10 de dez. de 2007

Natal triste



Desajustado dentro da atualidade passeei rapidamente pela feirinha do Parque Teófilo Dantas somente para receber a impressão do que ia na alma do povo neste Natal de 1948.

Mais tristeza, mais desconsolo do que alegria. Somente as crianças e os namorados davam expansão aos seus sentimentos que a idade e a situação não podem recalcar.

Os homens a quem as responsabilidades adquiridas com os cabelos. brancos e os encargos encheram de preocupações de ordem moral e econômica percorriam as alamedas do Parque iluminado como desconfiados fugitivos ou pássaros acossados pela tempestade em perspectiva. Não podiam esconder a atribulação e o desalento que lhes iam no interior. Qualquer coisa de misterioso se lhes estampava nas fisionomias abatidas.

O homem da rua e dos campos, que se esgota no trabalho de sol a sol, sem a proteção que a outros é outorgada com o mínimo de prodigalidade oriunda da abastança, passou o Natal com a alma torturada pelo espectro da miséria que lhe vem rondando o lar.

Em qualquer lugar que se penetre, hoje, ouvem-se, num crescendo atordoante, as queixas dos vencidos, em maioria, pela situação calamitosa em que se encontram, sem trabalho remunerado de acordo com as exigências do estômago, tendo, ainda, diante dos olhos espantados, a perspectiva de futuro mais negro e desolador do que o presente.

APLIQUE A LEITURA:
1. Copie do texto sobre o Natal de 1948 o trecho que começa em "Mais tristeza, mais" e termina em "não podem recalcar.".
2. Responda, por favor, com base no texto sobre o Natal de 1948:
(a) Em qual parque ficava a feirinha mencionada?
(b) Quem dava expansão aos seus sentimentos?
(c) Como os homens percorriam as alamedas do Parque iluminado?

DADOS EM ESTUDO:
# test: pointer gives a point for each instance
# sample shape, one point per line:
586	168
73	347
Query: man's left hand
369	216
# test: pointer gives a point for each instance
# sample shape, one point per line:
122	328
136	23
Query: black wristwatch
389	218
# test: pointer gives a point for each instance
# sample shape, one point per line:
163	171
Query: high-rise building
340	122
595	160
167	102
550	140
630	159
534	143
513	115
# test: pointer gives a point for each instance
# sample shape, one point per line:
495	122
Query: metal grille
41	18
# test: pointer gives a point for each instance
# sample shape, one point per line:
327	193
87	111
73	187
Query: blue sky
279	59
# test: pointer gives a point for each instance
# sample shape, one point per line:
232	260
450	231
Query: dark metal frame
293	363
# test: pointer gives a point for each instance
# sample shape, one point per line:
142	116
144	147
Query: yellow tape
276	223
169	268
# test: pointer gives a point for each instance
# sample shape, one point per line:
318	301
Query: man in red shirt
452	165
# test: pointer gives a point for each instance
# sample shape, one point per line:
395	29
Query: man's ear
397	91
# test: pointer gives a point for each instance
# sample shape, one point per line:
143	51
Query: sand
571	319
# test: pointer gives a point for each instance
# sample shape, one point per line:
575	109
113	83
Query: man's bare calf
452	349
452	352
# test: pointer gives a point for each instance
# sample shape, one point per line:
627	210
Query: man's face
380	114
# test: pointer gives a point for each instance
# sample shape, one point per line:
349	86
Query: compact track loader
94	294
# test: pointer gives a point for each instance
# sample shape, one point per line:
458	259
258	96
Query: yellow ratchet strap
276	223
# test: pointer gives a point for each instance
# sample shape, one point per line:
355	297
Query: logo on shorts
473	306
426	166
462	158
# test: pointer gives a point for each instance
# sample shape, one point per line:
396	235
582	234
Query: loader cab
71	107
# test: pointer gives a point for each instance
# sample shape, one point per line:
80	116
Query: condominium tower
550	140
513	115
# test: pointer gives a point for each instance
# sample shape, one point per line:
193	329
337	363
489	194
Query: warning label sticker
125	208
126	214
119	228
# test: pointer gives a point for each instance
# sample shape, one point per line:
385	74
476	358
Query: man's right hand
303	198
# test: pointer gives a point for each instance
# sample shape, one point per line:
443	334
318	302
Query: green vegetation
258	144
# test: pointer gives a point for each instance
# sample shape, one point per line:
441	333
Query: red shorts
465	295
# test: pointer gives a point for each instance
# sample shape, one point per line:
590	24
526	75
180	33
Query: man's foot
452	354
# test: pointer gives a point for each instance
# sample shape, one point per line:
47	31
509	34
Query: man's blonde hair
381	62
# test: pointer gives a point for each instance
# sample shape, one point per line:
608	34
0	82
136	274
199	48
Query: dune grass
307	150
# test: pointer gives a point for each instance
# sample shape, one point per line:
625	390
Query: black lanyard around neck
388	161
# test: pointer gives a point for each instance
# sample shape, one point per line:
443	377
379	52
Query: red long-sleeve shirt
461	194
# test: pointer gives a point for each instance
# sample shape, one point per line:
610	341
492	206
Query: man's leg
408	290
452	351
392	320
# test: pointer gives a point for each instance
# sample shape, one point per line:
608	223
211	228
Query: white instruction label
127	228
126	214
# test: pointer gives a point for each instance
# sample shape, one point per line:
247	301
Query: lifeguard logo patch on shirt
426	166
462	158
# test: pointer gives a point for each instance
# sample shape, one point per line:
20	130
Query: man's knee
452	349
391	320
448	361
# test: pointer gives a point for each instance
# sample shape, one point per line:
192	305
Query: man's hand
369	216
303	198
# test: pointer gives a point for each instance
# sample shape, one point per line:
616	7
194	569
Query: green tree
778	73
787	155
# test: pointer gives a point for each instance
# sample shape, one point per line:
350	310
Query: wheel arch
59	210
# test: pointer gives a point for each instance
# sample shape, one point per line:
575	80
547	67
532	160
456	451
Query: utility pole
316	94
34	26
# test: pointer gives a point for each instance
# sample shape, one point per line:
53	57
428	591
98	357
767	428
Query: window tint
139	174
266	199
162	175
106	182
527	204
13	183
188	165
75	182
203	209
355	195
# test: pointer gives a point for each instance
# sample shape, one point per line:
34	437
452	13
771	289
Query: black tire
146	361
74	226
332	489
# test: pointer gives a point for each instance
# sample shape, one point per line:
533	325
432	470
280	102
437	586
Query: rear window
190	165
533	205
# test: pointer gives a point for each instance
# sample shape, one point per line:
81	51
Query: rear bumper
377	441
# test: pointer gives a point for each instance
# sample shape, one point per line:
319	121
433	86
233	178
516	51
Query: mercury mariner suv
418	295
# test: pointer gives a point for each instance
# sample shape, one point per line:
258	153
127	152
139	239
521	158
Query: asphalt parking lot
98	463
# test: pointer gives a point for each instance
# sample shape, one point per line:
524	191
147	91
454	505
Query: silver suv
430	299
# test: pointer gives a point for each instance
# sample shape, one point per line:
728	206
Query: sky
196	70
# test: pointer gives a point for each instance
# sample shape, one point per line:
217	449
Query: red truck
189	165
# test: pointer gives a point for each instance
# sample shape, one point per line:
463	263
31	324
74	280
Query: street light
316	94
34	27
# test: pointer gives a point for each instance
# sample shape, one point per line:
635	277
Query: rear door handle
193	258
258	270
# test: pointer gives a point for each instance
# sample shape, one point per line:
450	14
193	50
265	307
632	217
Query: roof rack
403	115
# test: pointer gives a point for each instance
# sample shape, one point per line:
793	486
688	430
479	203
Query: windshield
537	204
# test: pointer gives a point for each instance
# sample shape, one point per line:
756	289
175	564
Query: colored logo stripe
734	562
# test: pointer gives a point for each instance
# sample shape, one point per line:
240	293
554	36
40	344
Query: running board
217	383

RESPOSTAS EM ORDEM:
1.
Mais tristeza, mais desconsolo do que alegria. Somente as crianças e os namorados davam expansão aos seus sentimentos que a idade e a situação não podem recalcar.

2.
(a) No Parque Teófilo Dantas.
(b) As crianças e os namorados.
(c) Como desconfiados fugitivos ou pássaros acossados pela tempestade em perspectiva.